- YOUR INSTRUCTIONS
Output as a numbered list, with blank lines left out, only the lines from the one containing "of the protest" through the one containing "(1308, 253)", both of those included.

- GIVEN RECORDS
--*--

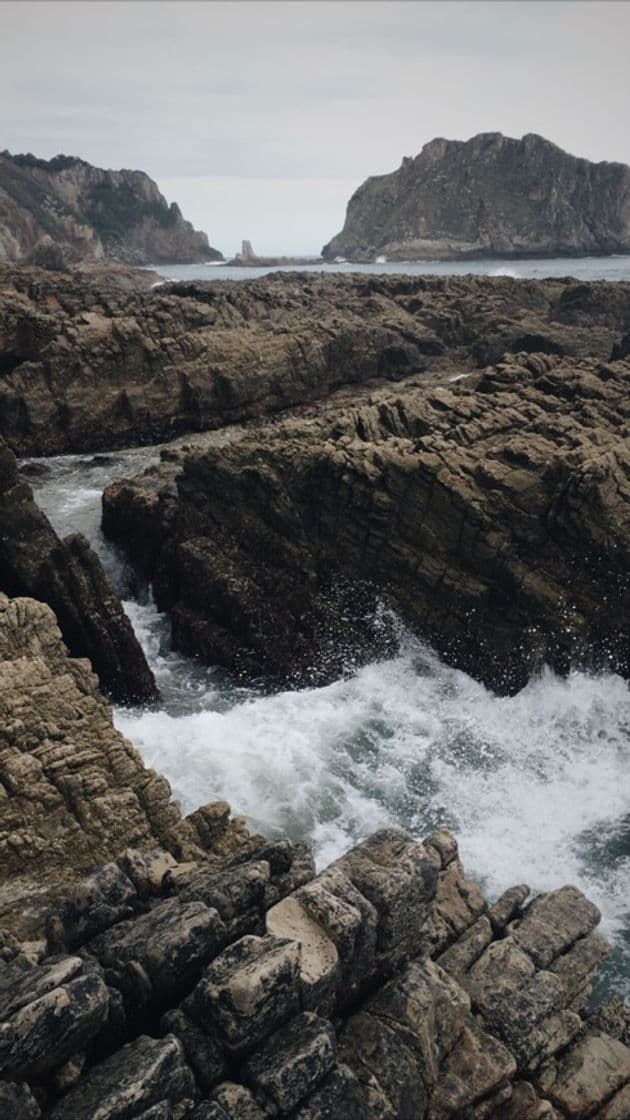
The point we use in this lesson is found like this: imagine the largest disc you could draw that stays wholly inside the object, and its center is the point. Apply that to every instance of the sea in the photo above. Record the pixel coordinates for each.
(536, 786)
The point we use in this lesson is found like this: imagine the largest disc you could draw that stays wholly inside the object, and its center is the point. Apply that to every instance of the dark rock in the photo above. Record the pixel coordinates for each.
(120, 215)
(145, 1073)
(169, 946)
(68, 576)
(203, 1050)
(17, 1102)
(488, 196)
(55, 1025)
(341, 1094)
(248, 991)
(491, 514)
(293, 1062)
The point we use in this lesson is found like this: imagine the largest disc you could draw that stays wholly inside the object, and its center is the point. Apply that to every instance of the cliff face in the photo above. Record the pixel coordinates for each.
(490, 195)
(62, 211)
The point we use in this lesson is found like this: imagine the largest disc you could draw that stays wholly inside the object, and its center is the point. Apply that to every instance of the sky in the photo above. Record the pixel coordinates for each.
(260, 119)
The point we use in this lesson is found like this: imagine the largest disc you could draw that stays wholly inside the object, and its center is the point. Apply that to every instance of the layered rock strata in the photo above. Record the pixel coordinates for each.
(73, 792)
(62, 211)
(492, 513)
(86, 366)
(489, 196)
(382, 989)
(68, 576)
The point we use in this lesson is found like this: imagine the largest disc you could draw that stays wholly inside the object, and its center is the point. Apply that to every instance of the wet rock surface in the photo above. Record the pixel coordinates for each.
(68, 576)
(74, 792)
(85, 366)
(492, 514)
(137, 1024)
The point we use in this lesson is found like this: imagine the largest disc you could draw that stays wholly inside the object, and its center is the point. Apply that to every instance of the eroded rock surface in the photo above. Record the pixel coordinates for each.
(133, 1024)
(86, 366)
(492, 513)
(74, 792)
(68, 576)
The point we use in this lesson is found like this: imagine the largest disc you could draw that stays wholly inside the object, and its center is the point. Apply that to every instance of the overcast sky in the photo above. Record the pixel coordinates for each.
(260, 119)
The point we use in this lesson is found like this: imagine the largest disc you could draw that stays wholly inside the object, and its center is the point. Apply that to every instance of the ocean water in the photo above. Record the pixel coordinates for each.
(581, 268)
(535, 785)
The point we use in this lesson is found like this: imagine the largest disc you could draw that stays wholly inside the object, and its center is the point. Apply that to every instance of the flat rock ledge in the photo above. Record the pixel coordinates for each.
(73, 791)
(382, 988)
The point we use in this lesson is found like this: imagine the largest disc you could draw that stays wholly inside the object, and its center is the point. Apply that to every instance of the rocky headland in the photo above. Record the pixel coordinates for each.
(86, 365)
(155, 967)
(58, 212)
(491, 513)
(201, 973)
(489, 196)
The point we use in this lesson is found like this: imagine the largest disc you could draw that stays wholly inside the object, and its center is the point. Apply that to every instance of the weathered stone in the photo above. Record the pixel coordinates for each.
(462, 198)
(248, 991)
(341, 1094)
(478, 1066)
(590, 1072)
(17, 1102)
(203, 1050)
(576, 967)
(553, 923)
(501, 968)
(320, 974)
(379, 1057)
(507, 907)
(399, 878)
(427, 1010)
(172, 944)
(350, 922)
(468, 949)
(237, 1102)
(293, 1061)
(526, 1104)
(46, 1032)
(144, 1073)
(618, 1108)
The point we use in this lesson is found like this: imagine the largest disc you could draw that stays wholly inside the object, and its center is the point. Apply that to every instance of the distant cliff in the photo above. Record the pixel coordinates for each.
(489, 196)
(63, 211)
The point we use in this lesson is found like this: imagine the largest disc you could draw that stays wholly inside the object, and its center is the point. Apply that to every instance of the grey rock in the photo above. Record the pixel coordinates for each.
(17, 1102)
(248, 991)
(46, 1032)
(170, 944)
(145, 1073)
(553, 923)
(237, 1102)
(341, 1094)
(203, 1050)
(293, 1061)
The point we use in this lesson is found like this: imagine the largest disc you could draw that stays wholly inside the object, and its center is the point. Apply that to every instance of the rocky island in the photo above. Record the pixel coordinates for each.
(456, 447)
(63, 211)
(489, 196)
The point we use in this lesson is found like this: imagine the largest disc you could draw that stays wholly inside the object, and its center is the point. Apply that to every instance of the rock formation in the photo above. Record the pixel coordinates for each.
(382, 989)
(73, 792)
(68, 576)
(61, 211)
(492, 513)
(490, 196)
(85, 366)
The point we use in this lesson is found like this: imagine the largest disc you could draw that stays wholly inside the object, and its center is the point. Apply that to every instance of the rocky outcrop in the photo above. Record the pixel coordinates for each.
(491, 513)
(73, 792)
(382, 989)
(68, 576)
(86, 366)
(56, 212)
(490, 196)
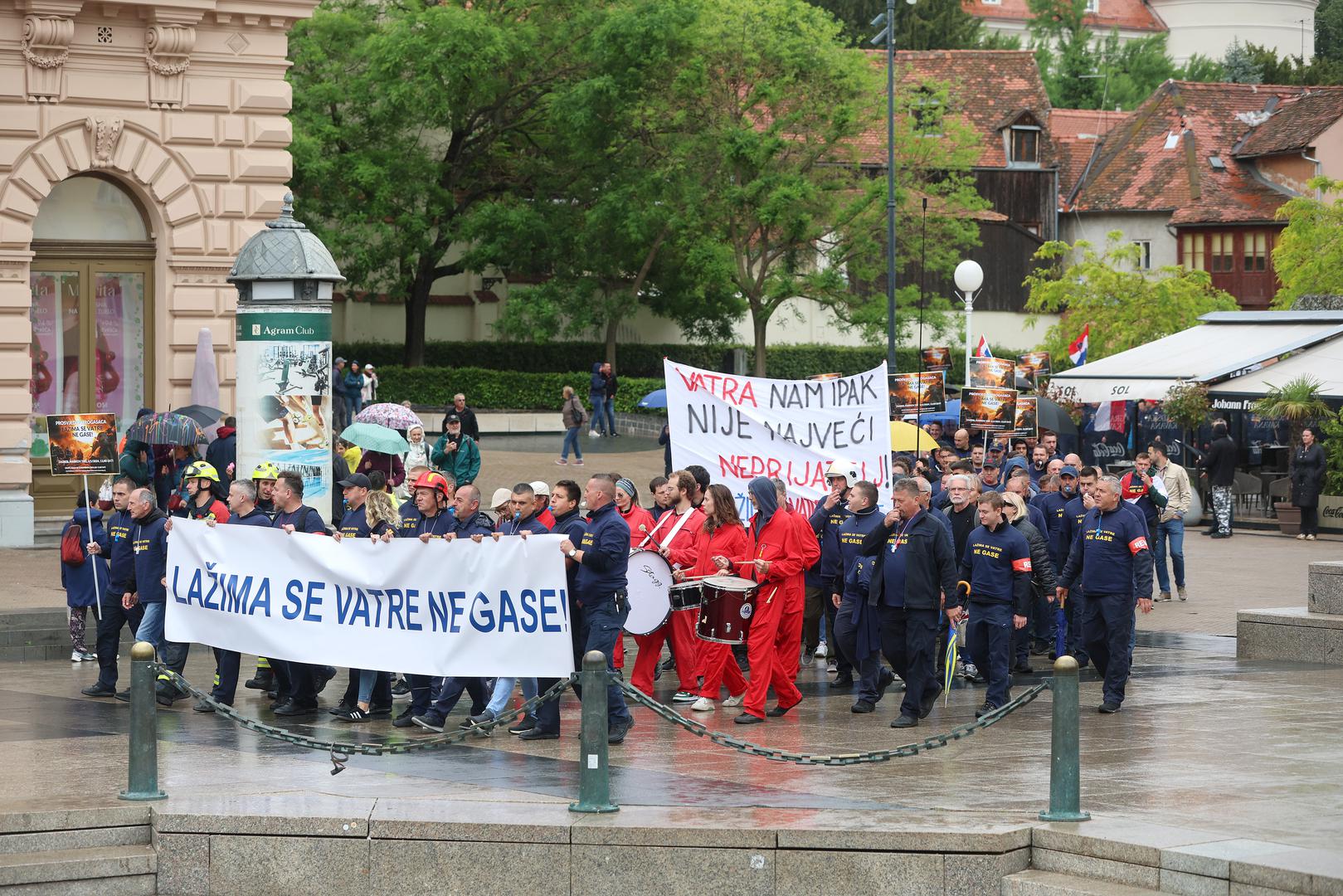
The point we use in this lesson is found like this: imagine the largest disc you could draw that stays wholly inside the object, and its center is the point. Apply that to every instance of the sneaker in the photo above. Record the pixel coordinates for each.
(430, 720)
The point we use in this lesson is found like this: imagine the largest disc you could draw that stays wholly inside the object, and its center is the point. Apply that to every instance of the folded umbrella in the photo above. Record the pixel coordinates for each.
(371, 437)
(165, 429)
(394, 416)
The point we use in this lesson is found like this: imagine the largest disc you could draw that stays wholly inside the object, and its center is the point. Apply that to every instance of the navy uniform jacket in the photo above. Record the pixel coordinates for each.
(997, 564)
(149, 542)
(1110, 555)
(606, 553)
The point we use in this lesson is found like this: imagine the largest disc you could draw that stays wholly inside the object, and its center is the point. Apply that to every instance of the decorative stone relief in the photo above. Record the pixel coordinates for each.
(46, 46)
(168, 56)
(105, 134)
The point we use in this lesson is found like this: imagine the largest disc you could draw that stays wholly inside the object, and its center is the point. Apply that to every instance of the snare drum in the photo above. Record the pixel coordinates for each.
(685, 597)
(649, 582)
(727, 609)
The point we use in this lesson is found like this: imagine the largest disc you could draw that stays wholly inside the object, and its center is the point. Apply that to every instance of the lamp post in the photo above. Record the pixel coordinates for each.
(285, 277)
(969, 277)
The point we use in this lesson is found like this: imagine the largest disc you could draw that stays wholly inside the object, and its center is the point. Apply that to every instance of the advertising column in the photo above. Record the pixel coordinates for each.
(284, 394)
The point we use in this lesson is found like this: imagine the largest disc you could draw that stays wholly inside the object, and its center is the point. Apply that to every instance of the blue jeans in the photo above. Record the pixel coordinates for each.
(598, 412)
(1173, 531)
(571, 440)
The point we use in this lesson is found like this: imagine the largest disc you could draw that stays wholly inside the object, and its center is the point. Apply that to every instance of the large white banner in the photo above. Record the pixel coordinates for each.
(440, 609)
(739, 427)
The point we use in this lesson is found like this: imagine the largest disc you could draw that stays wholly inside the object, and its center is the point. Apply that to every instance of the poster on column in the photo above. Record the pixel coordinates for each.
(440, 609)
(739, 427)
(284, 397)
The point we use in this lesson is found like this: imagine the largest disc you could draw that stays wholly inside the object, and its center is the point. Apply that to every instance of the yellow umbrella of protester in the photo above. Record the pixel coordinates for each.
(907, 437)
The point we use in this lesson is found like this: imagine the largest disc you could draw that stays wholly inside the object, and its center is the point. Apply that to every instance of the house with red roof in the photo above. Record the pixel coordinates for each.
(1195, 176)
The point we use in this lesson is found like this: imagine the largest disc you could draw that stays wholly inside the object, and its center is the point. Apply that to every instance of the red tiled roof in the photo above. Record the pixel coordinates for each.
(989, 85)
(1132, 15)
(1295, 124)
(1135, 171)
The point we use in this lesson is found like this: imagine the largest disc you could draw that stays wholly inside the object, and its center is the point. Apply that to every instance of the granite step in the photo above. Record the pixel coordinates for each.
(78, 865)
(41, 841)
(1047, 883)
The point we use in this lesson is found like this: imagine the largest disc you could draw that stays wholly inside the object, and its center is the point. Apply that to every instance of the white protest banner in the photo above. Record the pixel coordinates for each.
(739, 427)
(438, 609)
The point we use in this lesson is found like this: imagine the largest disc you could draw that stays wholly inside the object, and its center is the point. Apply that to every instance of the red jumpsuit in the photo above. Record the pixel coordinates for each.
(680, 625)
(718, 665)
(789, 641)
(776, 543)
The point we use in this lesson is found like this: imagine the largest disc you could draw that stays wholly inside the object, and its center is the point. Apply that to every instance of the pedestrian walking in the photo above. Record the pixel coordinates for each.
(1307, 481)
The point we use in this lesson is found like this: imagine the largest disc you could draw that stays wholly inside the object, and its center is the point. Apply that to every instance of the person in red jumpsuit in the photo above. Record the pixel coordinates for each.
(672, 533)
(774, 559)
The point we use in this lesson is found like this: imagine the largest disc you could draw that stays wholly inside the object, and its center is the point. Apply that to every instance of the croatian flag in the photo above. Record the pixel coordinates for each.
(1078, 348)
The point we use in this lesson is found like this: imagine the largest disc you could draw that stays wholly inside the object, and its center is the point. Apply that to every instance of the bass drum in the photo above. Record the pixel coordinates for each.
(650, 583)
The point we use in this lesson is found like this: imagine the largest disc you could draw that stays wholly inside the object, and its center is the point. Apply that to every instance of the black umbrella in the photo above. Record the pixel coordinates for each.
(1052, 416)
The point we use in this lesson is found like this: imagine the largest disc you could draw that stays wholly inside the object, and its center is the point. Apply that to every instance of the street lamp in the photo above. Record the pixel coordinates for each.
(969, 277)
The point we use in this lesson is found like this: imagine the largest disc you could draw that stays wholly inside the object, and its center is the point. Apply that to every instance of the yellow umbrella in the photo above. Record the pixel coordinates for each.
(907, 437)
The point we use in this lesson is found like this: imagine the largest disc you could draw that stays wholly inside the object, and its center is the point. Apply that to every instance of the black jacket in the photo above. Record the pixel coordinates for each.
(930, 566)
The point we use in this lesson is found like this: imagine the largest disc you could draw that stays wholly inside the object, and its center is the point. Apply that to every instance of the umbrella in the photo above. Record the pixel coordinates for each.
(657, 398)
(165, 429)
(1052, 416)
(201, 412)
(907, 437)
(371, 437)
(394, 416)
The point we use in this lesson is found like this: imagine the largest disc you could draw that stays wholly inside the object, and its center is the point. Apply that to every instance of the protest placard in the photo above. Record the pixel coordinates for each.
(438, 609)
(739, 427)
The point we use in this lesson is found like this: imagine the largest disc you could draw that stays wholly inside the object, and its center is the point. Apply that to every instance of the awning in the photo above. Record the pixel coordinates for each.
(1225, 345)
(1323, 362)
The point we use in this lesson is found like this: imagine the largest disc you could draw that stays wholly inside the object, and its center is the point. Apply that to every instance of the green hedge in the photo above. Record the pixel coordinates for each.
(782, 362)
(503, 390)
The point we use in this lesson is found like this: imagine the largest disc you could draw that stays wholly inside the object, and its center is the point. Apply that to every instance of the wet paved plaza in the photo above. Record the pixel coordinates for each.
(1204, 740)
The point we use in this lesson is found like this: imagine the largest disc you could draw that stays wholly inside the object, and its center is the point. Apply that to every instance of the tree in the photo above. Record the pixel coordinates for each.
(1123, 305)
(408, 114)
(1308, 253)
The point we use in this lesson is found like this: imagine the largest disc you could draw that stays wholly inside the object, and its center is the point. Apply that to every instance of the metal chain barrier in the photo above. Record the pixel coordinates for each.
(342, 751)
(833, 759)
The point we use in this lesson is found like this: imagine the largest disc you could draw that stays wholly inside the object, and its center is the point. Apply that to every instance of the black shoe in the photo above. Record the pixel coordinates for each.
(264, 680)
(292, 709)
(930, 700)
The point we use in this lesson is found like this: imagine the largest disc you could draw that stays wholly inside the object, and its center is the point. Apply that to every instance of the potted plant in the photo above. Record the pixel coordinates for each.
(1299, 403)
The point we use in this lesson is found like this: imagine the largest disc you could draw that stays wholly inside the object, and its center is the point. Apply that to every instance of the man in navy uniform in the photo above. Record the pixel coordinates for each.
(1111, 558)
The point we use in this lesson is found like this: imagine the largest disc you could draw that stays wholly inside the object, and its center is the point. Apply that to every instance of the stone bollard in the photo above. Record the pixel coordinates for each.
(143, 768)
(594, 774)
(1065, 765)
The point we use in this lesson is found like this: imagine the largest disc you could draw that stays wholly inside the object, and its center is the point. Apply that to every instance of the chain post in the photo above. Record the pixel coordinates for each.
(594, 774)
(1065, 762)
(143, 767)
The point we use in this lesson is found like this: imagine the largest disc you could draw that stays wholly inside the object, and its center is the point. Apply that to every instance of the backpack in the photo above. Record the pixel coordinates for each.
(71, 546)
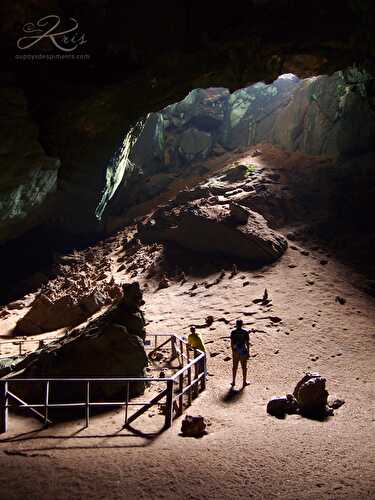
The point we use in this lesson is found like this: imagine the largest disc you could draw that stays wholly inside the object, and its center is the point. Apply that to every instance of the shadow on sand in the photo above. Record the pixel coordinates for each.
(232, 395)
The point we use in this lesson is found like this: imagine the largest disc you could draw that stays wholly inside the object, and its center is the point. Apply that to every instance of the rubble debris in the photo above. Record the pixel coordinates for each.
(193, 426)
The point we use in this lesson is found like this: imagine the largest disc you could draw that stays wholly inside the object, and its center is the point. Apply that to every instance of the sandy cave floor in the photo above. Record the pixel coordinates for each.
(246, 454)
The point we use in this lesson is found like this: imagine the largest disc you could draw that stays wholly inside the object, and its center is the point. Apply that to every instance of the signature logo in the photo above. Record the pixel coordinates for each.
(49, 27)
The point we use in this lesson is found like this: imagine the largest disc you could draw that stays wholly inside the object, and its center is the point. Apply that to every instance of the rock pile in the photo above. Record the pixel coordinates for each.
(81, 288)
(109, 346)
(309, 398)
(193, 426)
(208, 226)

--*--

- RIGHT ANSWER
1. The point we use in this lesson is found like this: imagine the largest disc you could draw that stays wholly inside the object, and its center is the point. Apply that to every instance of the protest placard in the photo above. Record the pixel coordinates for each.
2. (438, 609)
3. (739, 427)
4. The point we use in this lesson is found like this: imagine the largest disc you could draw that stays wholly inside the object, and its center is the point. Apply that to every instance of the awning in the photo above. Record the pixel coordinates for each.
5. (1225, 345)
6. (1323, 362)
7. The point we use in this lesson is found like this: imagine the largest disc you could draw that stays wholly inside the object, and its center is the point. Apply that to every instance of the green hedge in the photo above. Record the pixel coordinates for each.
8. (782, 362)
9. (503, 390)
10. The point we use in this lesson is found like this: imagine the largest disc you could draw that stays wholly inside the object, and its center is the point. Apply that to every instance of the wet paved plaza in the photo above. Record the pixel coordinates for each.
11. (1204, 740)
12. The point we use in this lesson is found like this: imagine the largest disc you could draw that stays wholly inside the object, and its center is the point. Apply that to every instance of the tree in the photo above. Record the pixel coordinates for each.
13. (1123, 305)
14. (408, 114)
15. (1308, 253)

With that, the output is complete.